__SHORT PROBLEM__. Drop every picture, then transcribe the remaining data exactly.

__RECORDS FOR PROCESSING__.

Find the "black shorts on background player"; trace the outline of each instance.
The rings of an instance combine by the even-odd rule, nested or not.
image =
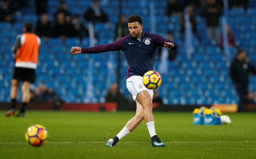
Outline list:
[[[20,82],[27,81],[34,83],[36,79],[36,70],[32,68],[15,67],[12,79]]]

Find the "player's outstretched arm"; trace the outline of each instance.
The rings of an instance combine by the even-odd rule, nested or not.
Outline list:
[[[79,54],[79,53],[82,53],[82,49],[81,47],[78,47],[78,46],[76,46],[75,47],[72,47],[71,48],[71,51],[70,53],[71,54]]]
[[[157,46],[164,46],[167,49],[176,49],[178,47],[177,44],[174,42],[164,38],[159,35],[152,34],[151,36],[154,38]]]
[[[100,45],[91,47],[81,48],[78,47],[72,47],[70,53],[72,54],[79,53],[97,53],[108,51],[121,50],[123,48],[123,42],[127,36],[117,40],[112,43]]]
[[[164,42],[164,46],[166,48],[167,48],[167,49],[169,49],[170,48],[172,48],[172,47],[174,46],[174,44],[172,43],[169,43],[169,42]]]

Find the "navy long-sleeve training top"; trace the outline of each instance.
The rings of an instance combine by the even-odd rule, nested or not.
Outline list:
[[[82,48],[82,53],[96,53],[122,50],[129,65],[126,73],[128,78],[133,76],[143,76],[148,71],[153,70],[157,46],[164,46],[164,43],[167,42],[174,45],[172,49],[178,47],[173,42],[149,33],[142,32],[140,40],[140,42],[131,36],[126,36],[112,43]]]

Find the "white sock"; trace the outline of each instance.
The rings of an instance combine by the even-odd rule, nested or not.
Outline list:
[[[152,137],[152,136],[156,135],[156,131],[155,130],[155,122],[149,122],[146,124],[148,129],[148,131],[149,132],[150,137]]]
[[[120,131],[119,133],[116,135],[116,136],[117,136],[119,139],[119,140],[120,140],[121,139],[125,136],[126,135],[130,133],[130,132],[128,130],[128,129],[127,129],[127,128],[126,128],[126,126],[124,126],[124,127],[123,128],[123,129]]]

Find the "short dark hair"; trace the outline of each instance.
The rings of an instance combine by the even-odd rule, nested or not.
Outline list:
[[[245,51],[244,50],[243,50],[241,49],[238,49],[237,50],[237,55],[240,55],[244,52],[245,52]]]
[[[27,31],[31,32],[34,28],[33,24],[30,22],[26,22],[24,24],[24,28],[26,29]]]
[[[132,15],[129,17],[127,19],[128,23],[134,23],[137,22],[140,25],[142,24],[142,19],[138,15]]]

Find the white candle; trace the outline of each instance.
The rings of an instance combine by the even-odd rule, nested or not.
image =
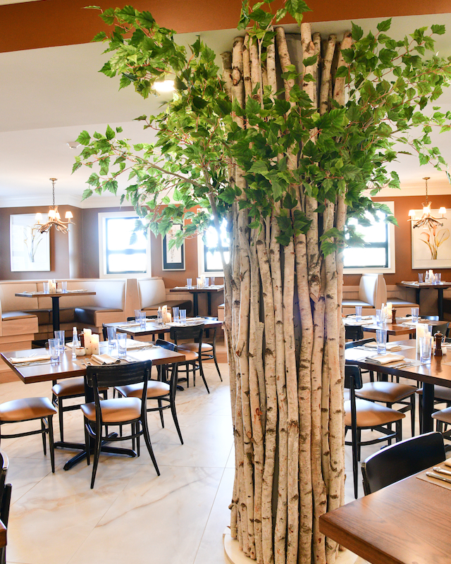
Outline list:
[[[100,347],[99,345],[99,336],[92,335],[91,336],[91,349],[92,355],[99,355],[100,353]]]

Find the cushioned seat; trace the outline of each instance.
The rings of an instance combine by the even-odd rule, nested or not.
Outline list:
[[[141,388],[142,391],[142,387]],[[94,402],[83,403],[80,406],[83,415],[89,421],[96,420]],[[141,400],[137,398],[115,398],[113,400],[101,400],[101,419],[104,424],[121,423],[139,419],[141,415]]]
[[[116,388],[125,398],[140,398],[142,396],[142,384],[132,384],[130,386],[118,386]],[[159,380],[149,380],[147,382],[147,398],[158,398],[169,393],[169,384]]]
[[[357,425],[360,429],[369,429],[386,425],[405,417],[404,413],[379,405],[366,400],[356,400]],[[345,403],[345,425],[351,427],[351,402]]]

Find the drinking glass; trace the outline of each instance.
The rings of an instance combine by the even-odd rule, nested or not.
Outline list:
[[[387,352],[387,331],[385,329],[376,330],[376,342],[378,355],[385,355]]]
[[[420,362],[431,362],[431,353],[432,352],[432,336],[419,338]]]
[[[174,316],[174,323],[178,323],[178,319],[179,319],[178,312],[179,312],[179,308],[178,307],[173,307],[172,308],[172,313],[173,313],[173,315]]]
[[[356,305],[355,307],[355,320],[357,321],[362,321],[362,306]]]
[[[118,341],[118,356],[123,357],[127,355],[127,333],[118,333],[116,338]]]
[[[147,318],[145,312],[140,312],[140,329],[145,329],[146,323],[147,323]]]
[[[64,331],[56,331],[55,338],[58,339],[58,342],[59,343],[59,350],[64,350]]]
[[[106,334],[108,335],[108,348],[116,348],[118,345],[116,336],[116,327],[107,327]]]
[[[52,364],[59,362],[59,339],[49,339],[49,352]]]

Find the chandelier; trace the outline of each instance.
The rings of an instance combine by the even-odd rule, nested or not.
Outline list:
[[[416,227],[427,227],[429,229],[433,229],[438,226],[443,225],[443,222],[440,221],[440,219],[446,219],[444,217],[445,214],[446,214],[446,208],[444,206],[442,206],[438,210],[438,213],[442,214],[442,217],[440,219],[434,217],[431,212],[431,205],[432,202],[429,202],[428,203],[428,180],[430,178],[430,176],[425,176],[423,178],[426,182],[426,204],[423,204],[423,215],[419,219],[417,219],[415,217],[415,210],[409,210],[409,216],[410,216],[409,221],[414,221],[414,229]]]
[[[61,231],[63,233],[68,233],[69,232],[69,225],[72,223],[70,220],[73,217],[72,214],[72,212],[66,212],[66,219],[68,220],[67,221],[62,221],[61,216],[59,214],[59,212],[58,211],[58,206],[55,205],[55,183],[56,182],[57,178],[50,178],[50,181],[51,182],[51,186],[53,190],[53,206],[50,207],[49,209],[49,221],[45,223],[42,223],[42,214],[37,213],[36,214],[35,221],[36,221],[36,227],[39,229],[39,232],[42,233],[47,233],[50,230],[51,227],[54,227],[58,231]]]

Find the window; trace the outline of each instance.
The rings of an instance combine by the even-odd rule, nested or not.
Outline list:
[[[137,216],[130,212],[99,214],[101,278],[150,276],[149,238],[135,233]]]
[[[218,233],[214,227],[209,227],[202,237],[198,237],[198,255],[199,274],[223,276],[221,253],[218,250]],[[221,224],[221,240],[224,250],[224,257],[228,262],[230,258],[229,238],[227,233],[227,221]]]
[[[384,203],[393,213],[393,202]],[[366,245],[345,249],[345,274],[395,272],[395,228],[392,223],[385,223],[385,216],[381,210],[375,218],[368,214],[371,225],[365,226],[359,225],[357,219],[348,220],[348,224],[356,226],[356,231],[362,235]]]

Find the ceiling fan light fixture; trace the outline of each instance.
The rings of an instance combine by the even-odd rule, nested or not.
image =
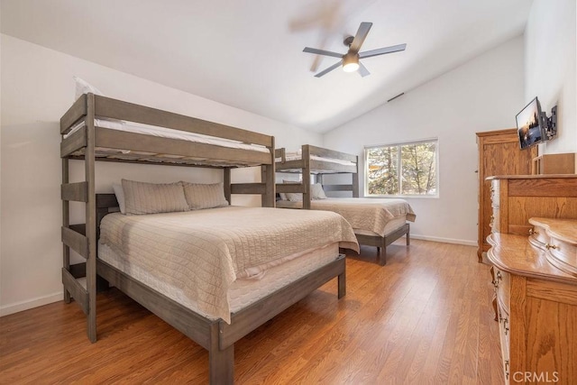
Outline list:
[[[343,58],[343,70],[344,72],[354,72],[359,69],[359,55],[347,53]]]

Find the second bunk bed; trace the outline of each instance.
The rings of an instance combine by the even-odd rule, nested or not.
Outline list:
[[[284,148],[275,151],[276,172],[302,175],[298,182],[277,181],[277,207],[334,211],[342,215],[354,230],[360,244],[375,246],[378,263],[387,262],[387,246],[407,236],[410,243],[410,225],[415,215],[410,205],[398,198],[359,197],[358,156],[303,144],[296,152]],[[350,174],[350,184],[324,183],[324,175]],[[315,179],[311,180],[311,176]],[[325,192],[349,191],[352,197],[327,198]]]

__THE SOLUTION__.
Find the "black shorts on background player"; trace the outline of each instance.
The rings of an instance combine by the even-odd rule, nested or not.
image =
Outline list:
[[[20,82],[27,81],[34,83],[36,79],[36,70],[32,68],[15,67],[12,79]]]

Find the "player's outstretched arm"; trace the outline of each instance.
The rings of an instance combine by the even-odd rule, nested or not.
Outline list:
[[[79,54],[79,53],[82,53],[82,49],[81,47],[78,47],[78,46],[76,46],[75,47],[72,47],[71,48],[71,51],[70,53],[71,54]]]
[[[157,46],[164,46],[167,49],[176,49],[178,47],[177,44],[174,42],[164,38],[159,35],[152,34],[151,36],[154,38]]]
[[[100,45],[91,47],[81,48],[78,47],[72,47],[70,53],[72,54],[79,53],[97,53],[108,51],[121,50],[123,48],[123,42],[127,36],[117,40],[112,43]]]
[[[164,42],[164,46],[166,48],[167,48],[167,49],[169,49],[170,48],[172,48],[172,47],[174,46],[174,44],[172,43],[169,43],[169,42]]]

Find the "navy long-sleeve training top"; trace the outline of each instance.
The rings of an instance combine by the even-odd rule, nested or not.
Outline list:
[[[82,48],[82,53],[96,53],[122,50],[129,65],[126,73],[128,78],[133,76],[143,76],[148,71],[153,70],[157,46],[164,46],[164,43],[167,42],[174,45],[172,49],[178,47],[173,42],[149,33],[142,32],[140,40],[140,42],[131,36],[126,36],[112,43]]]

Find the "white sock"; trace the outline of each instance.
The rings of an instance combine by the even-odd rule, nested or not.
Outline list:
[[[152,137],[152,136],[156,135],[156,131],[155,130],[155,122],[149,122],[146,124],[148,129],[148,131],[149,132],[150,137]]]
[[[120,131],[119,133],[116,135],[116,136],[117,136],[119,139],[119,140],[120,140],[121,139],[125,136],[126,135],[130,133],[130,132],[128,130],[128,129],[127,129],[127,128],[126,128],[126,126],[124,126],[124,127],[123,128],[123,129]]]

Find the "short dark hair"; trace the outline of each instance.
The rings of an instance combine by the even-odd rule, nested or not.
Outline list:
[[[245,51],[244,50],[243,50],[241,49],[238,49],[237,50],[237,55],[240,55],[244,52],[245,52]]]
[[[27,31],[31,32],[34,28],[33,24],[30,22],[26,22],[24,24],[24,28],[26,29]]]
[[[132,15],[129,17],[127,19],[128,23],[134,23],[137,22],[140,25],[142,24],[142,19],[138,15]]]

Find the white candle; trace the outline of each instance.
The rings of an instance combine by the even-odd rule, nested or not.
image =
Outline list:
[[[100,347],[99,345],[99,336],[92,335],[91,336],[91,349],[92,355],[99,355],[100,353]]]

Find the cushioned seat; trace the outline of each instance.
The rings of an instance combine by the even-odd rule, nested or not.
Outline list:
[[[141,388],[142,391],[142,387]],[[94,402],[83,403],[80,406],[83,415],[89,421],[96,420]],[[141,400],[137,398],[115,398],[113,400],[101,400],[101,419],[104,424],[121,423],[139,419],[141,415]]]
[[[116,388],[125,398],[140,398],[142,396],[142,384],[132,384],[130,386],[118,386]],[[159,380],[149,380],[147,382],[147,398],[158,398],[169,393],[169,384]]]
[[[357,425],[360,429],[369,429],[386,425],[405,417],[404,413],[379,405],[366,400],[356,400]],[[345,403],[345,425],[351,427],[351,402]]]

Find the drinking glass; trace the outline of each instance.
The rings of an instance combine by the even-odd rule, nested or not.
Outline list:
[[[387,352],[387,331],[385,329],[376,330],[376,342],[378,355],[385,355]]]
[[[420,362],[431,362],[431,353],[432,352],[432,336],[419,338]]]
[[[174,316],[174,323],[178,323],[178,319],[179,319],[178,312],[179,312],[179,308],[178,307],[173,307],[172,308],[172,313],[173,313],[173,315]]]
[[[356,305],[355,307],[355,320],[357,321],[362,321],[362,306]]]
[[[118,341],[118,356],[123,357],[127,355],[127,333],[118,333],[116,338]]]
[[[147,318],[145,312],[140,312],[140,329],[145,329],[146,323],[147,323]]]
[[[64,331],[56,331],[55,338],[58,339],[58,342],[59,343],[59,350],[64,350]]]
[[[106,334],[108,335],[108,348],[116,348],[118,345],[116,336],[116,327],[107,327]]]
[[[52,364],[59,362],[59,339],[49,339],[49,352]]]

Find the chandelier; trace the outline of each instance.
The rings of an instance combine by the even-odd rule, nested or not.
Outline list:
[[[416,227],[427,227],[429,229],[433,229],[438,226],[443,225],[443,222],[440,221],[440,219],[446,219],[444,217],[445,214],[446,214],[446,208],[444,206],[442,206],[438,210],[438,213],[442,214],[442,217],[440,219],[434,217],[431,212],[431,205],[432,202],[429,202],[428,203],[428,180],[430,178],[430,176],[425,176],[423,178],[426,182],[426,204],[423,204],[423,215],[419,219],[417,219],[415,217],[415,210],[409,210],[409,216],[410,216],[409,221],[414,221],[414,229]]]
[[[61,231],[63,233],[68,233],[69,232],[69,225],[72,223],[70,220],[73,217],[72,214],[72,212],[66,212],[66,219],[68,220],[67,221],[62,221],[61,216],[59,214],[59,212],[58,211],[58,206],[55,205],[55,183],[56,182],[57,178],[50,178],[50,181],[51,182],[51,186],[53,190],[53,206],[50,207],[49,209],[49,221],[45,223],[42,223],[42,214],[37,213],[36,214],[35,221],[36,221],[36,227],[39,229],[39,232],[42,233],[47,233],[50,230],[51,227],[54,227],[58,231]]]

Find the window; trace the outline of each instance.
The rings of an instance combine by the even-odd rule, nested or not.
Outline list:
[[[137,216],[130,212],[99,214],[101,278],[150,276],[149,238],[135,233]]]
[[[218,233],[214,227],[209,227],[202,237],[198,237],[198,255],[199,274],[223,276],[221,253],[218,250]],[[221,224],[221,240],[224,250],[224,257],[228,262],[230,258],[229,238],[227,233],[227,221]]]
[[[384,203],[393,213],[393,202]],[[366,245],[345,249],[345,274],[395,272],[395,228],[392,223],[385,223],[385,216],[381,210],[375,218],[368,214],[371,225],[365,226],[359,225],[357,219],[348,220],[348,224],[356,226],[356,231],[362,235]]]

Find the ceiling fan light fixture; trace the outline of each instance.
The rings of an instance combine by the even-odd rule, nested or not.
image =
Outline list:
[[[343,58],[343,70],[344,72],[354,72],[359,69],[359,55],[347,53]]]

Find the second bunk bed; trace the outline of each instance.
The rings of an instance combine by the even-odd rule, nested or not.
Outline list:
[[[284,148],[275,151],[276,172],[302,175],[298,182],[277,181],[277,207],[334,211],[342,215],[354,230],[360,244],[375,246],[378,263],[387,262],[387,246],[407,236],[410,243],[410,225],[415,215],[410,205],[398,198],[359,197],[358,156],[303,144],[296,152]],[[350,174],[350,184],[324,183],[324,175]],[[315,179],[311,180],[311,176]],[[325,192],[349,191],[352,197],[327,198]]]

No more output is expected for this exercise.